STATED TASK 1
According to the post on the jittery function, what value of x always seemed to be a solution to both systems?

SOURCE
[seqfan] Re: Sequence related to jittery function

[bacher]

Hi Jens,
Try

(a,b)=(38731904,40833784) for n=67108863

for k=27

(found randomly as follows:

Consider a,b and x=n as variables and set up a cycle
involving 27 of your two transformation different from 27
iterations of the first formula and apply it to (a,b)
getting (l_1,l_2) with l_1,l_2 two linear forms in a,b,x + constants.
Solve the system for a=l_1,b=l_2 getting affine expressions
with rational coefficients in terms of x.
It seems that x=-1/2 is always a solution to both
systems (I tried a few times with random compositions, this seems also  
not to depend on the cycle length 27)
Computing -1/2 modulo the numerator of the rational expression for a  
or b yields n,
plugging this values in the expressions for a and b, yields a,b.

Check that it works using your formulae (it did with my solution,
I hope I did not misstype it).

I did not really think this over: all these things should be rather trivial
to prove or this has to be a wonderful theory (I suspect that the
first assertion is true)

Best wishes Roland Bacher

Jens Voß <jens at voss-ahrensburg.de> a écrit :

> Let n be an integer greater than or equal to 2, and define
>
>   X_n := { (a, b) | 1 <= a < b <= n }
>
> to be the set of ordered pairs of distinct positive integers <= n.
>
> For every such pair (a, b) € X_n, let
>
>                  /  (b-a, b+a)      if  b+a <= n
>   j_n ((a,b)) := |
>                  \  (b-a, 2n+1-b-a) otherwise
>
> It is easy to see that
>
> (I)  j_n ((a,b)) € X_n for all (a, b) € X_n, i.e. j_n: X_n -> X_n and
> (II) j_n is injective.
>
> Since X_n is finite, j_n is bijective, i.e. a permutation of X_n.

RECORDS TO PROCESS
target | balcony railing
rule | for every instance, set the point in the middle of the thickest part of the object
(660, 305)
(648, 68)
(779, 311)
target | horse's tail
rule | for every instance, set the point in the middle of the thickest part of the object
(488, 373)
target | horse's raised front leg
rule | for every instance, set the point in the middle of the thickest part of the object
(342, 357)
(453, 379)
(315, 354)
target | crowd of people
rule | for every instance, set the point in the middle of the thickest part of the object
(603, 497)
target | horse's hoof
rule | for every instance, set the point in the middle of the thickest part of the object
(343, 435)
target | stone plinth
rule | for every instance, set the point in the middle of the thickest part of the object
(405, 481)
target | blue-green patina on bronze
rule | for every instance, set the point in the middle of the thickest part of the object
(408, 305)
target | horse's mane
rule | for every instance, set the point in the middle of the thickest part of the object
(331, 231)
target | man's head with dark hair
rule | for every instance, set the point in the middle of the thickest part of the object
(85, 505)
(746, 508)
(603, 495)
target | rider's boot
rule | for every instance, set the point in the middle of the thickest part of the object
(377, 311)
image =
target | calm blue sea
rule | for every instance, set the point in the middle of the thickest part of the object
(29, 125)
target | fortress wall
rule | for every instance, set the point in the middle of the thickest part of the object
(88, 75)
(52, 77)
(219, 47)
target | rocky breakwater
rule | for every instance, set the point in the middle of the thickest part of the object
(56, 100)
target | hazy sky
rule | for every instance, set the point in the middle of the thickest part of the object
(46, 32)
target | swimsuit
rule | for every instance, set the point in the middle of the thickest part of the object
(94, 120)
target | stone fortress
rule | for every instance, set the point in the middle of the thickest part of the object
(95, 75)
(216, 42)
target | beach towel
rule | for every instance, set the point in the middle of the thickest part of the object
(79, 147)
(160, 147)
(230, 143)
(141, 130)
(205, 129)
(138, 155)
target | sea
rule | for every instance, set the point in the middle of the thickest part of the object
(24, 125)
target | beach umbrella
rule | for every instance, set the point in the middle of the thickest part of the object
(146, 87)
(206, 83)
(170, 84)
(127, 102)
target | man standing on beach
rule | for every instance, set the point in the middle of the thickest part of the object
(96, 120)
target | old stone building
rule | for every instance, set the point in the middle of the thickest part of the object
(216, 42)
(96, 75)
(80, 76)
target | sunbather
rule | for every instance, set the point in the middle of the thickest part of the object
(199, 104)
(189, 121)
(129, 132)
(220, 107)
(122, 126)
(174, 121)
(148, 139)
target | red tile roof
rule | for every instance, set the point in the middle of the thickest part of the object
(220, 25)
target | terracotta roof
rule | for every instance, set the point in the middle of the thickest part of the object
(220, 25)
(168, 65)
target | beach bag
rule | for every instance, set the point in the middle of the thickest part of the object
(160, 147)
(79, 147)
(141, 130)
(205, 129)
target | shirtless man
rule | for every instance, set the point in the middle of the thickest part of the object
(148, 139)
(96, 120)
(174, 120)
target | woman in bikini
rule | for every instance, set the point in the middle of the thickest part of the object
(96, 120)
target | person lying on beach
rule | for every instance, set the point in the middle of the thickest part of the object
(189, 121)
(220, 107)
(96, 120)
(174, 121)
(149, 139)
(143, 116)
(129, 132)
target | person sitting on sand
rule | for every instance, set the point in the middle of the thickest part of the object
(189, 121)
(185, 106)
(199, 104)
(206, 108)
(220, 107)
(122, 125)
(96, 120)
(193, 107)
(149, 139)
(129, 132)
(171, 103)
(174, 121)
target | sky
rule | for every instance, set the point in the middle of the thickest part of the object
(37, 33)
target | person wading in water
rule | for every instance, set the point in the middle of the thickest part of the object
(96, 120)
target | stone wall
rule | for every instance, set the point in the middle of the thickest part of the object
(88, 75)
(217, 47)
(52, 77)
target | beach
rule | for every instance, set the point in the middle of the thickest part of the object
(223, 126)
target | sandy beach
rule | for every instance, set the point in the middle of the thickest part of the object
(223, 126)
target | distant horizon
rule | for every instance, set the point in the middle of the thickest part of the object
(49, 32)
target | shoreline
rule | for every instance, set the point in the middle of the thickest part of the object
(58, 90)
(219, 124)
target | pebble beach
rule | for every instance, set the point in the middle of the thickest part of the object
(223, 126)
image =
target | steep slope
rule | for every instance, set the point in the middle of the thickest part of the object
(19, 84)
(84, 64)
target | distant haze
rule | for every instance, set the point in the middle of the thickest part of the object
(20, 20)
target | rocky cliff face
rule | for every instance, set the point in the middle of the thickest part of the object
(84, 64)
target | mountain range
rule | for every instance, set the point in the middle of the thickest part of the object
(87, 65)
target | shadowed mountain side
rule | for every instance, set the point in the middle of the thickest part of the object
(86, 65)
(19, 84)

STATED TASK 2
Filter the listing, keeping every line that contains the string "roof".

FINISHED ANSWER 1
x = -1/2

FINISHED ANSWER 2
target | red tile roof
target | terracotta roof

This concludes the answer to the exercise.